OBJECTIVES -
a. In the article on Starmer and the Iran conflict, what has the British government emphasized as tensions rise?
b. Carry on the article about Starmer and the Iran conflict, starting after its final sentence.
:: TEXT TO READ ::
Starmer: ‘Not Our War.’ Well, Actually…

Starmer: ‘Not Our War.’ Well, Actually…

British Prime Minister Keir Starmer has insisted that the escalating confrontation with Iran is “not Britain’s war,” drawing a line between U.K. policy and ongoing U.S. military action in the region. As tensions rise, the British government has emphasized restraint—focusing on diplomacy, maritime security, and avoiding direct involvement in strikes.

But that claim sits uneasily against the historical record.

The modern conflict between the United States and Iran did not begin in Washington. It began with British control of Iranian oil—and a decision, more than seventy years ago, to bring the United States into a crisis that London could no longer manage on its own.
:::
:: DATA ENTRIES ::
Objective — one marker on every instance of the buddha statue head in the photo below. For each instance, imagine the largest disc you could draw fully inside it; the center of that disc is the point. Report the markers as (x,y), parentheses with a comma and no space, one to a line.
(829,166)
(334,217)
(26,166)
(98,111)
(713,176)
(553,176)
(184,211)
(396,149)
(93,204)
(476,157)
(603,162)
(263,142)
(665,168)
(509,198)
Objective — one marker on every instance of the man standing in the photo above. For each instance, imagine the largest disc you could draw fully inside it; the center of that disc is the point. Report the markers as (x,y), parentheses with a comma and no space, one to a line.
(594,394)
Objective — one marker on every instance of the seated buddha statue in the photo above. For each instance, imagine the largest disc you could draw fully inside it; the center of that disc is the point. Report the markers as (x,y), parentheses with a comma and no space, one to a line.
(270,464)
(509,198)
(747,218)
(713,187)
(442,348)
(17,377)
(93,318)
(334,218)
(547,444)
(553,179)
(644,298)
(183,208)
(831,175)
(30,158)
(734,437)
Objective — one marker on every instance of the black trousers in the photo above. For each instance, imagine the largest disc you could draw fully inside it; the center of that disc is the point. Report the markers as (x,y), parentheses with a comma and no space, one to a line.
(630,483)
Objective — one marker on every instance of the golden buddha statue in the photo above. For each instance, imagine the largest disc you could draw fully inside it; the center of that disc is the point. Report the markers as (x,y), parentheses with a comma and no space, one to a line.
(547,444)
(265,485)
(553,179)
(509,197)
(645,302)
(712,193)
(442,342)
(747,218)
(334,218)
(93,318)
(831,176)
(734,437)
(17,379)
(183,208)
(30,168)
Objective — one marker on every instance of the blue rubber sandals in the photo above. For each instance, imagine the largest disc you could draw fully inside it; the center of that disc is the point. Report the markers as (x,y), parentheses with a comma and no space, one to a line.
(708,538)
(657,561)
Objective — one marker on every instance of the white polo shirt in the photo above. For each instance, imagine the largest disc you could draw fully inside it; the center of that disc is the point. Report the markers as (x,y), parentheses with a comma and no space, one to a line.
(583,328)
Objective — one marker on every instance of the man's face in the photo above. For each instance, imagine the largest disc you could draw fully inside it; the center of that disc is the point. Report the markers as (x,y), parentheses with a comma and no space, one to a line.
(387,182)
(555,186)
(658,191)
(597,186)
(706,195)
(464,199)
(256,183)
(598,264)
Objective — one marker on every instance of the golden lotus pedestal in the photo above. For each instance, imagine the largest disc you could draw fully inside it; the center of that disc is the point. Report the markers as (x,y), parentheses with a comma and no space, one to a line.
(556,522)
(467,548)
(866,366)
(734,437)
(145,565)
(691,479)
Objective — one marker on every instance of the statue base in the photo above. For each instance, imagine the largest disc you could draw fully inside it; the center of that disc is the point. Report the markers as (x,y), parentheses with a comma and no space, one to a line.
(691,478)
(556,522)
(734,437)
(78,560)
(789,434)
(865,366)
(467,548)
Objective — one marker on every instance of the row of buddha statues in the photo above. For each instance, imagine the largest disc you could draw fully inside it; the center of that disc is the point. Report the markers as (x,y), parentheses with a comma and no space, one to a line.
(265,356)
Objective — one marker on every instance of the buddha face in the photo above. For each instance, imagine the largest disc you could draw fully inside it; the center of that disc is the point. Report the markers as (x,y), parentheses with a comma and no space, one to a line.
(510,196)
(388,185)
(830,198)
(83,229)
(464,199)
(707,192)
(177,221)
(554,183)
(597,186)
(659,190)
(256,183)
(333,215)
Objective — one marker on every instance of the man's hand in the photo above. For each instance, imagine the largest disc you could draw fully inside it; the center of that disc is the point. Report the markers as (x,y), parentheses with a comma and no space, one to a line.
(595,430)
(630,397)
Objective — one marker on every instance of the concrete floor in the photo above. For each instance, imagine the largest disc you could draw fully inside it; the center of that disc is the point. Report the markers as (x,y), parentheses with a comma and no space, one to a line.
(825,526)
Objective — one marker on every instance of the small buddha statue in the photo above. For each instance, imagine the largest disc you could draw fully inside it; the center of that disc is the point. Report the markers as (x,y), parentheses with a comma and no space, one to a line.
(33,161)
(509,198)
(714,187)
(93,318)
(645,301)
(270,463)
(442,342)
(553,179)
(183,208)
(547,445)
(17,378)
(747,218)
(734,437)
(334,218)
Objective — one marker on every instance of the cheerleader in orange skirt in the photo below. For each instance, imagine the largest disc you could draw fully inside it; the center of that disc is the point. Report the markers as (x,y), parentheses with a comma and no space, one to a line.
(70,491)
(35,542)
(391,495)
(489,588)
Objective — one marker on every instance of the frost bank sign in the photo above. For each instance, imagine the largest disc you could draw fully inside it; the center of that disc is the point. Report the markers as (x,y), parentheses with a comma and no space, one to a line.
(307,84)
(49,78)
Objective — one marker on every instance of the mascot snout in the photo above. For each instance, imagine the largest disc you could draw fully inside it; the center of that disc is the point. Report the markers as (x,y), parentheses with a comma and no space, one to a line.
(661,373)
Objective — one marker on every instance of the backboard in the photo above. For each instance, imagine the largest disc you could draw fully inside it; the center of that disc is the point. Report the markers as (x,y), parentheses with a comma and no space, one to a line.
:::
RESPONSES FOR EACH TASK -
a. Restraint, focusing on diplomacy, maritime security, and avoiding direct involvement in strikes.

b.
Britain’s Oil Grip on Iran

At the center of that story was the Anglo-Iranian Oil Company, the British-controlled firm that would later become BP. By the mid-20th century, Britain effectively dominated Iran’s oil industry, extracting enormous value while returning only a limited share of profits to the Iranian state. Oil from Iran was not just a commercial asset; it was a strategic pillar of British power.

That arrangement came under direct challenge in 1951, when Iran’s parliament, under Prime Minister Mohammad Mossadegh, voted to nationalize the oil industry. The move was widely supported inside Iran as an assertion of sovereignty. For Britain, it represented a direct threat to both economic interests and geopolitical influence.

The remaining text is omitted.